» WHAT THIS EXERCISE ASKS:
1) Write out the Copilot excerpt word for word between "The fact that" and "mask these issues.", inclusive.
2) In the Copilot excerpt, what is the only reason the tool exists in the first place?

» PAGE EXTRACT:
☆ ☆ ☆

The fact that Github Copilot is currently behind a paywall adds to the consensus of unfairness. There is to no one's surprise that free software developers, contributing code to a free software project is concerned that their code is being incorporated in an AI-tool that comes at a price. It sets a bad precedent, especially since user's free contributions is the only reason the tool exists in the first place. As for the consequences of these fairness issues, it is still unclear if the company are going to face consequences at all. It is very clear however that Github Copilot is not in the business of driving ethical AI forward but seems to act on the philosophy of "good-will" to mask these issues. 


Summary

Dilemmas aside, Github Copilot is truly a fantastic tool for learning new ways of tackling problems and making you a more effective developer. It is a beautiful and hopefully persistent idea of using user-generated content to create tools to help the users themselves.

☆ ☆ ☆

» EXTRACTED MATERIAL:
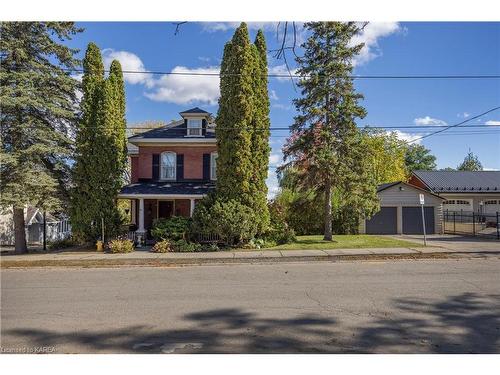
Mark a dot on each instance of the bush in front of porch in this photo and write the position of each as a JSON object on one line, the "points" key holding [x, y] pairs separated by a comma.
{"points": [[174, 228]]}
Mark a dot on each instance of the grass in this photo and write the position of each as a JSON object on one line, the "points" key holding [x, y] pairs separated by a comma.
{"points": [[344, 242]]}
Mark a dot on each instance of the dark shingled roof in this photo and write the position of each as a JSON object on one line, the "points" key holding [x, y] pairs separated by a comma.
{"points": [[177, 131], [194, 110], [460, 181], [166, 187]]}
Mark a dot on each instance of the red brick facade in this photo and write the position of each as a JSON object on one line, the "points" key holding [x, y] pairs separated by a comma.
{"points": [[142, 165]]}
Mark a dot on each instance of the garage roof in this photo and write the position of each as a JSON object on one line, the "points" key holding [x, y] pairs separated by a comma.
{"points": [[460, 181]]}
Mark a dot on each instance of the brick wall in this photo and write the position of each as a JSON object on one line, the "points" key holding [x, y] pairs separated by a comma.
{"points": [[193, 160]]}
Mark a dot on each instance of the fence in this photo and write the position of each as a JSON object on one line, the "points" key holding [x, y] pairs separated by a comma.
{"points": [[472, 224]]}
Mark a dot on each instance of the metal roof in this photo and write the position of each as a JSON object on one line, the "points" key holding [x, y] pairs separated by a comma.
{"points": [[195, 110], [460, 181], [166, 187], [177, 131]]}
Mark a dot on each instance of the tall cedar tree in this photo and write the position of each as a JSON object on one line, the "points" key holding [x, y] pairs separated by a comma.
{"points": [[100, 150], [38, 100], [261, 133], [237, 118], [325, 145]]}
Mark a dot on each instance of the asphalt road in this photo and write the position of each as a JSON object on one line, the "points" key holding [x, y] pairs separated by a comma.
{"points": [[435, 306]]}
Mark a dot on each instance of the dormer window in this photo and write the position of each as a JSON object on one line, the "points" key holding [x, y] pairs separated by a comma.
{"points": [[168, 166], [194, 127]]}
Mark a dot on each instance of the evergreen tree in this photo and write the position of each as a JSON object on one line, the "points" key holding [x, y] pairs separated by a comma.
{"points": [[37, 116], [235, 119], [100, 150], [471, 163], [260, 135], [325, 145], [418, 158]]}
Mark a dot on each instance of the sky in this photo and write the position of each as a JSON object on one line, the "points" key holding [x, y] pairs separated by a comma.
{"points": [[391, 48]]}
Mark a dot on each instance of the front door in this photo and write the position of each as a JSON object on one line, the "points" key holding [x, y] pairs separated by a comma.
{"points": [[165, 209]]}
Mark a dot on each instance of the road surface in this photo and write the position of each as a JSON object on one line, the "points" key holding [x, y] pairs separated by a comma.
{"points": [[433, 306]]}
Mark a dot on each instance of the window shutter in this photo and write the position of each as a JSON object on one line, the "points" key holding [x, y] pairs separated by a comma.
{"points": [[156, 167], [206, 167], [180, 167]]}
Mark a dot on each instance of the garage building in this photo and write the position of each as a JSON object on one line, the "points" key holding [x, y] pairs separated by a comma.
{"points": [[400, 211]]}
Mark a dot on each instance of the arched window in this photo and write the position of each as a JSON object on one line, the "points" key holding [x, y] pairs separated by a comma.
{"points": [[168, 166], [213, 165]]}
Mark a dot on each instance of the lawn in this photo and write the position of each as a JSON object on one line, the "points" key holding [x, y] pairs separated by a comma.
{"points": [[344, 242]]}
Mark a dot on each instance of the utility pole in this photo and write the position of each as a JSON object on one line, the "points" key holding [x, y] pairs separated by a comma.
{"points": [[44, 230]]}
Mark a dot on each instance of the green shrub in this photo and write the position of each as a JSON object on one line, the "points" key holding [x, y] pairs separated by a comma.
{"points": [[121, 245], [209, 247], [62, 243], [232, 221], [163, 246], [182, 246], [174, 228]]}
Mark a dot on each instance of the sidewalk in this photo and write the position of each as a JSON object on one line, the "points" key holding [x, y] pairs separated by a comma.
{"points": [[145, 258]]}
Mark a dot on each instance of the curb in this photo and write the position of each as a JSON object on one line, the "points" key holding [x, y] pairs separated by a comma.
{"points": [[180, 262]]}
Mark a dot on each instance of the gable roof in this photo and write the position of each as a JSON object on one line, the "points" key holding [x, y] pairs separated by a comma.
{"points": [[460, 181], [195, 110], [169, 131], [383, 187]]}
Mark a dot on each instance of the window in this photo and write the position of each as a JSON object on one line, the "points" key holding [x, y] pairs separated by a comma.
{"points": [[168, 166], [194, 127], [213, 166], [457, 202]]}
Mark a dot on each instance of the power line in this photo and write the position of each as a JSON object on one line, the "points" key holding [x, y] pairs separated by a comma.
{"points": [[455, 125], [381, 76]]}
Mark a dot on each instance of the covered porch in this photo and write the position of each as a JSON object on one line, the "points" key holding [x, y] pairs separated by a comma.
{"points": [[152, 200], [145, 210]]}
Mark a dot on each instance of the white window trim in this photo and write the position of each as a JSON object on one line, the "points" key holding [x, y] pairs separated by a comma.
{"points": [[213, 176], [175, 166], [200, 128]]}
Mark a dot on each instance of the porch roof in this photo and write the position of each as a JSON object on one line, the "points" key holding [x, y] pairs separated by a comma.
{"points": [[156, 188]]}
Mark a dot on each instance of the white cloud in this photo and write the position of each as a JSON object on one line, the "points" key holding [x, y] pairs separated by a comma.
{"points": [[370, 36], [185, 89], [406, 136], [493, 122], [128, 61], [274, 159], [281, 106], [225, 26], [427, 120], [282, 71]]}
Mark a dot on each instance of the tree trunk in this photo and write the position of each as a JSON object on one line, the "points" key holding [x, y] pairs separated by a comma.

☆ ☆ ☆

» TASK ANSWERS:
1)
The fact that Github Copilot is currently behind a paywall adds to the consensus of unfairness. There is to no one's surprise that free software developers, contributing code to a free software project is concerned that their code is being incorporated in an AI-tool that comes at a price. It sets a bad precedent, especially since user's free contributions is the only reason the tool exists in the first place. As for the consequences of these fairness issues, it is still unclear if the company are going to face consequences at all. It is very clear however that Github Copilot is not in the business of driving ethical AI forward but seems to act on the philosophy of "good-will" to mask these issues.

2) Users' free contributions.